Kuala Lumpur assistance to Bangkok on South Thailand: Talking at cross purposes?

Updated On: Feb 16, 2007

Just after what was hailed as a diplomatic triumph, clouds have descended in the aftermath of Malaysian PM Abdullah Badawi’s visit to Thailand to discuss with PM Surayud Chulanont on how to tackle the insurgency in the border provinces of Thailand.

However good Thai-Malaysian ties have become, Thailand is adamant that the peace and reconciliation in the South remains an internal issue and Malaysia should not get its hopes too high for a chance of intervention. The Malaysian media has painted the bilateral relationship in glowing terms, and the Bernama reported Malaysia PM Badawi as saying on Monday, “This is the 50th year of diplomatic ties...we have had good bilateral relations and I hope for another 50 years of good ties.” In addition, shortly after arriving back in Malaysia, PM Badawi told the media that “Malaysia [was] well placed to be the mediator to help Thailand negotiate with the Muslim separatists in the restive South [as it] had the capacity and ability to mediate on the issue as it understood the situation.” He added, “Moreover, we know the separatist groups, in the sense that they are Muslims, of Malay descent and Malaysia has good relations with Thailand.”

Expectations were high given PM Surayud’s commitment to restoring the peace and “attaining a permanent solution to the Muslim insurgency” that PM Badawi seemed to be anticipating a formal request from Thailand. The New Straits Times quoted PM Badawi as saying, “It is up to them to make a formal request for Malaysia to play a bigger role in helping resolve the issue there.”  Even on the Thai side, the Bangkok Post reported Defence Minister Boonrawd Somtas expressly welcoming “an offer from Malaysia to help mediate with Thai separatists along their common border”, saying, “Our prime minister has told his foreign minister to hold talks with his Malaysian counterpart and work out the details of the cooperation… They must also come up with an official written proposal.”
◆ ◆ ◆ ◆ ◆
Exercise details —
Reproduce the passage of the article on Malaysia's offer to help in South Thailand from "Just after what" to "border provinces of Thailand.".

Data lines —
◆ ◆ ◆ ◆ ◆
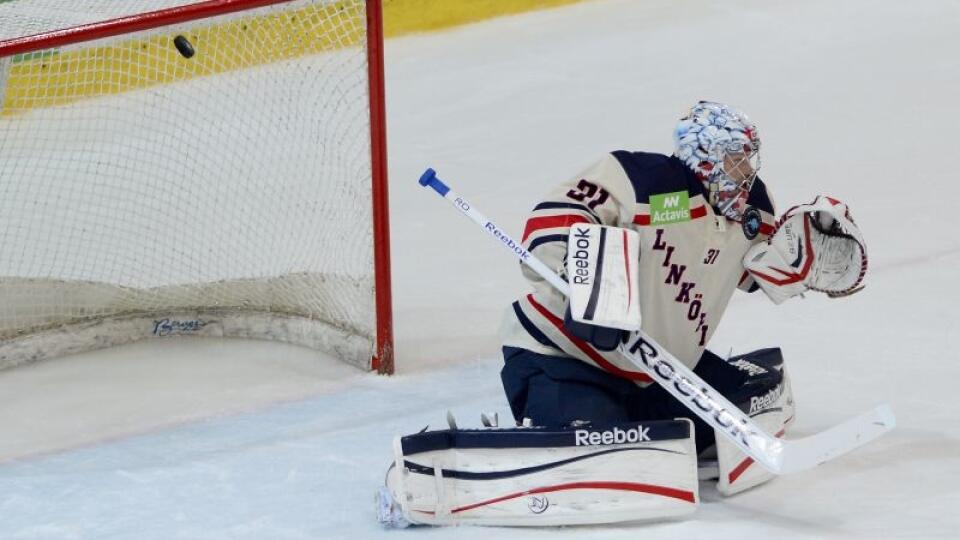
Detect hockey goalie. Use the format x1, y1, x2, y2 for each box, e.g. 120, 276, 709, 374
378, 101, 867, 526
◆ ◆ ◆ ◆ ◆
Exercise answer —
Just after what was hailed as a diplomatic triumph, clouds have descended in the aftermath of Malaysian PM Abdullah Badawi’s visit to Thailand to discuss with PM Surayud Chulanont on how to tackle the insurgency in the border provinces of Thailand.